If you’re in a car accident, of course, you want to think your company is going to be on your side. That’s what you pay them for, after all. Unfortunately, that’s not always what happens.
Your insurance company is a business, and as a business, they want to make the most and spend the least amount of money possible.
With that in mind, you need to be careful when you file a claim and work with your insurance company. You need to watch what you say because as cliché as it may sound, it can be used against you.
The following are some things to avoid saying and doing as far as your insurance company following an accident. The same goes for the other driver’s insurance company involved in the accident if they contact you.
Don’t Contact Your Company Immediately
You want to get in touch with your insurance company sooner rather than later following an accident, but at the same time, you want to avoid contacting them when you’re still very upset or shocked.
You need first to make sure that you are calm and that your health and welfare are taken care of before you reach out to your company.
You should always keep in mind with any communication with an insurance company that they want to close the case out as soon as they can, for as little money as possible. Their objectives are not in line with yours.
Don’t Give a Recorded Statement
First, when an insurance adjuster contacts you to ask you questions or provide a statement about your accident, they might ask you if they can record you.
Even seemingly innocent comments that you make can be problematic down the road.
For example, if you said you were fine, but you were actually dealing with pain, it could become an issue.
The adjuster can take the fact that you initially said you were fine as a reason for not paying for pain, and suffering.

_Task goal_
Continue the passage on what to avoid saying to an insurance company after a car accident, starting from its final sentence.

_Stored data_
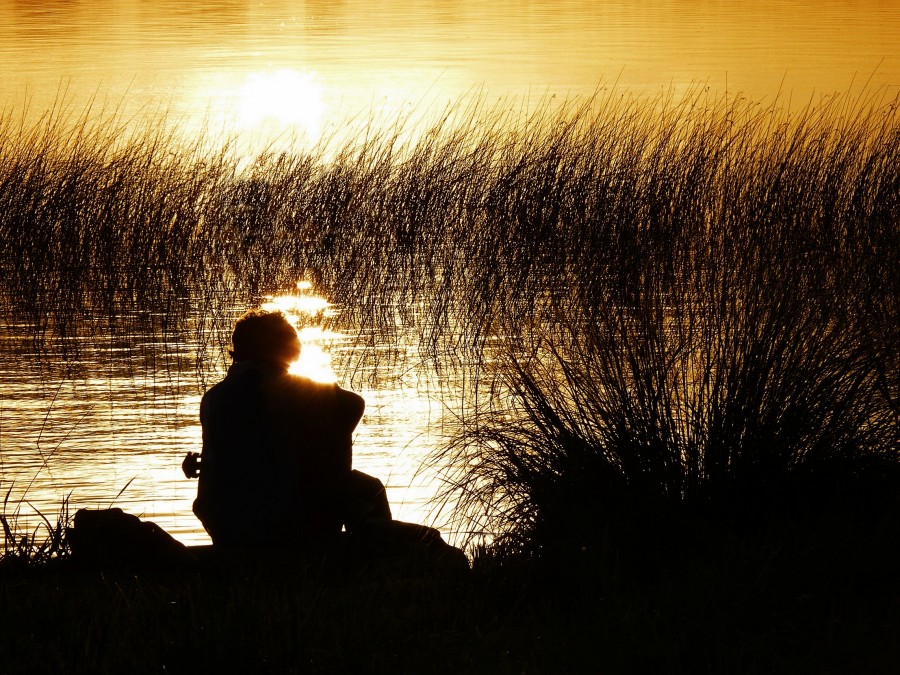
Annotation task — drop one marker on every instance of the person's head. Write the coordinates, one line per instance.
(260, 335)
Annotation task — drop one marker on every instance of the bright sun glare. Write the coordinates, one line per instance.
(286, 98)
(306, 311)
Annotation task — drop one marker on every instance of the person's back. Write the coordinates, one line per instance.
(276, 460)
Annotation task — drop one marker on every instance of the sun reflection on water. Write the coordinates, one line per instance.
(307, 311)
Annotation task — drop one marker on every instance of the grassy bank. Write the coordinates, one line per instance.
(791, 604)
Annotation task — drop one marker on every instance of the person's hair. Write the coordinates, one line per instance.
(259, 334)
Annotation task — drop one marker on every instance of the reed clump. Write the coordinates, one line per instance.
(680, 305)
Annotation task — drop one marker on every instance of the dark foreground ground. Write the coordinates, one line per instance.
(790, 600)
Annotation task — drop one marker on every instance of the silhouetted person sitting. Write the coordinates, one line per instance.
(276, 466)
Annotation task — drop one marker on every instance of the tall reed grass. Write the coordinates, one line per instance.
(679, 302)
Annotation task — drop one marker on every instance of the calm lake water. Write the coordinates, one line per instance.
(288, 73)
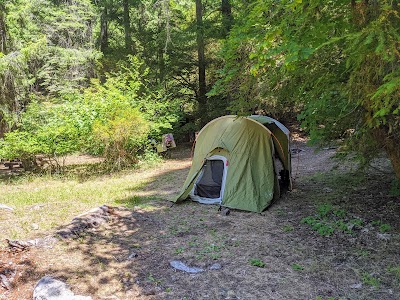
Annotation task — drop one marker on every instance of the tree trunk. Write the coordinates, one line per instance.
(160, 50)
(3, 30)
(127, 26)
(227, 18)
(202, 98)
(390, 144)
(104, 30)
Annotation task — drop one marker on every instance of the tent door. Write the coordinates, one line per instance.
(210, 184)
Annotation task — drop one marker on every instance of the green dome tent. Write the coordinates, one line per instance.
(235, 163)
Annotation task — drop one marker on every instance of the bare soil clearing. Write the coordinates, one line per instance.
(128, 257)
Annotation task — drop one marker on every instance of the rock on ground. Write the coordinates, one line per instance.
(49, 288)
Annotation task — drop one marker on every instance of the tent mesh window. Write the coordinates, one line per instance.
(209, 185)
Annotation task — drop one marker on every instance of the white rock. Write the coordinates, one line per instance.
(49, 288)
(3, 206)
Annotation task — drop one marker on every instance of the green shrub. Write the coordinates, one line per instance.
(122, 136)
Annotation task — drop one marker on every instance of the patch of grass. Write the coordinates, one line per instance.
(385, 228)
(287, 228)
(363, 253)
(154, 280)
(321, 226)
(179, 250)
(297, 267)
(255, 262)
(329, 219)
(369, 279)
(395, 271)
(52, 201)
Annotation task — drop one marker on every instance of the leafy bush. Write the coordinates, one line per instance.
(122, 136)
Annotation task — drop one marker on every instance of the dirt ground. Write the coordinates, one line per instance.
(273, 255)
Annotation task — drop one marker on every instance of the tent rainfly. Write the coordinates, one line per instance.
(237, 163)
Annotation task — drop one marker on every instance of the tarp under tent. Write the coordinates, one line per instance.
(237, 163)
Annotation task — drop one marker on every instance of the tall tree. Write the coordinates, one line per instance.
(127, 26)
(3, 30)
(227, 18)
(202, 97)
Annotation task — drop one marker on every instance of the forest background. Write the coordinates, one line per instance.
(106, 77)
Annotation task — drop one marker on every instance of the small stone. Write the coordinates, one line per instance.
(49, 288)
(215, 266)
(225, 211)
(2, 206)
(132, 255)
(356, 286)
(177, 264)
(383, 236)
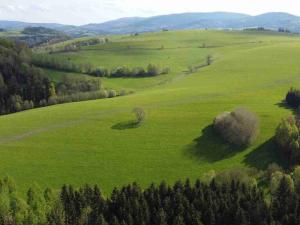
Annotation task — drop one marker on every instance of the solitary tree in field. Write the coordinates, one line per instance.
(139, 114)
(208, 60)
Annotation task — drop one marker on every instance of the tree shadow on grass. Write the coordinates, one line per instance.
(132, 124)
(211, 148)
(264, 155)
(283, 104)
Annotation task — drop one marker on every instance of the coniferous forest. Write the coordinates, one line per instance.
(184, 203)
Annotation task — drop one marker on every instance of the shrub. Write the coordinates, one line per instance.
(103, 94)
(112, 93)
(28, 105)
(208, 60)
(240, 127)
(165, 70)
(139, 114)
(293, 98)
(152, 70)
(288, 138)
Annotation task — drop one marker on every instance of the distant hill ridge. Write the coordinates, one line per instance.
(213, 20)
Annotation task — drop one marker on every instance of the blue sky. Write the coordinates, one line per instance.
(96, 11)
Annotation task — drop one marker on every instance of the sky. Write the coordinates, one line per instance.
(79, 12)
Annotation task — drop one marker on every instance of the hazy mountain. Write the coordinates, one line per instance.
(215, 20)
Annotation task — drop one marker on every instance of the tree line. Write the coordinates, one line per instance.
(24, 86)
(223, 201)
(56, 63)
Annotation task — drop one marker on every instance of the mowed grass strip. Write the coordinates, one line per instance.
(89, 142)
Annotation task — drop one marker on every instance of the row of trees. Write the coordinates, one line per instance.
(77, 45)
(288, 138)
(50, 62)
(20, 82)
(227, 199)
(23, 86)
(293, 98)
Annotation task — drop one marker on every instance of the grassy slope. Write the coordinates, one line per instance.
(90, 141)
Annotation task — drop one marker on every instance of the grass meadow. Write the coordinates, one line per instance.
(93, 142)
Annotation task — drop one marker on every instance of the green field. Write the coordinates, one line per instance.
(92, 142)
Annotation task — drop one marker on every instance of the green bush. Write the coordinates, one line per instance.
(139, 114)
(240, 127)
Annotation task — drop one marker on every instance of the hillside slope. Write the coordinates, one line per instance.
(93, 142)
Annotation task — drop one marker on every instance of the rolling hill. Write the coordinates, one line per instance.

_Written response_
It’s very easy for an adjuster to take anything out of context to deny or reduce your claim.
An adjuster might also use recorded calls as a way to get you to agree to something to settle a claim quickly.
An adjuster might tell you that you have to make a recorded statement, and you don’t. You have the right to refuse.
Keep Conversations Brief and Minimal
When you’re speaking to an adjuster in any situation, try to keep conversations as brief and minimal as you can.
Provide basic information, such as contact and identifying information.
Don’t talk about the situation leading up to the accident or what you were doing beforehand. Don’t talk about your medical treatment or diagnosis, your medical expenses so far, or the time you’ve missed from work. Avoid talking about how the injuries are affecting your life as well.
Again, the more you say, the more your words can be twisted and used against you.
Too often when people are talking to an adjuster, they feel like they’re rude if they don’t answer questions.
That’s not the case, and you’re doing what’s best to protect yourself.
When a representative from an insurance company calls you, they are hoping you say things that will put the damages liability on your shoulders.
The more liable you are for your injuries, the less coverage they have to provide.
Even if you live in a state with personal injury protection (PIP) insurance requirements, admitting fault accidentally can mean you have to pay more in damages out of pocket.
Talk Only About Facts
Don’t make statements about what you think or feel when you speak to an insurance adjuster.
You don’t need to offer unsolicited information and details.
Just hold off on any personal interpretations of what happened.
Also, don’t provide concrete facts if you aren’t sure. If you can’t recall something specifically, it’s fine.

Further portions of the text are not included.